▸ **RECORDS FOR THE TASK**
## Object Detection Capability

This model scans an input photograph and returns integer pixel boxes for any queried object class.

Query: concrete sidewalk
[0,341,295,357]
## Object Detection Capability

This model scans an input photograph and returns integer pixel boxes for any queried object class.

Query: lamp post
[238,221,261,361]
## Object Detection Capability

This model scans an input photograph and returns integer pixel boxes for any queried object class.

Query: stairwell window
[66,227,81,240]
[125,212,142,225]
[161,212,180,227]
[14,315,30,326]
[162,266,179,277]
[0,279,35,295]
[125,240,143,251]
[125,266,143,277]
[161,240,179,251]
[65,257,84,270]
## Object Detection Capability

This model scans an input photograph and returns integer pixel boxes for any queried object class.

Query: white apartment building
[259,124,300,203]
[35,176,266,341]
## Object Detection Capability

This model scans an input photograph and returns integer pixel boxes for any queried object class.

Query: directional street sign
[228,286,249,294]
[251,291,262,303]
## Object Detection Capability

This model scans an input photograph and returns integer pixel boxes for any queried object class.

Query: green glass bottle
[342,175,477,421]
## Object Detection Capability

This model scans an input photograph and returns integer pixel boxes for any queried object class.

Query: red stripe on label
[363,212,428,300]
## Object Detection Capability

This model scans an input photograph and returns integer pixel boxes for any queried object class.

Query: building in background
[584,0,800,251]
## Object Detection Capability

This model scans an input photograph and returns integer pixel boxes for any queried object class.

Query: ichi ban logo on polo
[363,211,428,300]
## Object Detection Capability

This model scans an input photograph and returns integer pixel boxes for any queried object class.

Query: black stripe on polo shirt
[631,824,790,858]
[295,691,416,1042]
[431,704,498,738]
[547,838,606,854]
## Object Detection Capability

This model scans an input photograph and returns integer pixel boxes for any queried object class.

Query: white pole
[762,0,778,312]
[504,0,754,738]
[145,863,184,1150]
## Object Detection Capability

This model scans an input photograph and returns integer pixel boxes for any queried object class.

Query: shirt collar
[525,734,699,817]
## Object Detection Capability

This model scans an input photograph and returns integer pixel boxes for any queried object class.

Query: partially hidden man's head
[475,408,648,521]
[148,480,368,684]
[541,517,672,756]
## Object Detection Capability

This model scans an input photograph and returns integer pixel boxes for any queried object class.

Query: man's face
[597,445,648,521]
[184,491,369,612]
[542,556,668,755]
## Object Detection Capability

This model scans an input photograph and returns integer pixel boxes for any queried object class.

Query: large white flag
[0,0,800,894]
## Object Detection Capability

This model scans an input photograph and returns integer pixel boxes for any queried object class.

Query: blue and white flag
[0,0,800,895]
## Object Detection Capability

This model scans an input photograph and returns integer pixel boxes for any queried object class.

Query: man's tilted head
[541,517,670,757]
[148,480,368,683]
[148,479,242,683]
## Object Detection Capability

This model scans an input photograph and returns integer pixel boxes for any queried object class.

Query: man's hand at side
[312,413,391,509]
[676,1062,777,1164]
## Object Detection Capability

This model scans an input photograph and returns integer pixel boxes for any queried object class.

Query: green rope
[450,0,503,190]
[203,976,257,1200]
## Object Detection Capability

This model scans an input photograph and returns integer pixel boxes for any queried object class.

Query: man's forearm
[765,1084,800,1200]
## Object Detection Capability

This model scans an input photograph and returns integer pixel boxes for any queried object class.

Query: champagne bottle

▸ **WRITTEN INSTRUCTION**
Copy the rows starting at the beginning of the rows and ending at the line that contains "[363,212,428,300]", with "photograph" swapped for "image" and nothing else changed. Give only those rows.

▸ **FINISHED ANSWER**
## Object Detection Capability

This model scans an input image and returns integer pixel boxes for any queried object class.

Query: concrete sidewalk
[0,341,295,357]
## Object Detection Capability

This model scans an input image and returns integer pixel boxes for any queried object class.

Query: lamp post
[238,221,261,361]
## Object Detection Capability

This model scans an input image and returns integer pixel boxes for any queried object class.

Query: stairwell window
[66,227,81,240]
[125,212,142,225]
[161,212,180,227]
[14,315,30,326]
[162,266,179,277]
[0,279,35,295]
[125,240,143,251]
[125,266,143,277]
[161,240,179,251]
[65,257,84,270]
## Object Detection Capability

This model scans an input image and returns integer pixel boxes for any queried object class.

Query: white apartment building
[259,124,300,203]
[35,176,266,341]
## Object Detection Capability

This model scans an input image and returns integer pixel boxes for any queried object class.

Query: directional street sign
[228,286,249,294]
[251,291,262,303]
## Object Detection Capability

This model scans an input image and returns integer pixel boxes for any queried object class.

Query: green glass bottle
[342,175,477,421]
## Object Detection Capability

This model scans an input image and returns integer pixel boxes for any queried object class.

Query: red stripe on label
[363,212,428,300]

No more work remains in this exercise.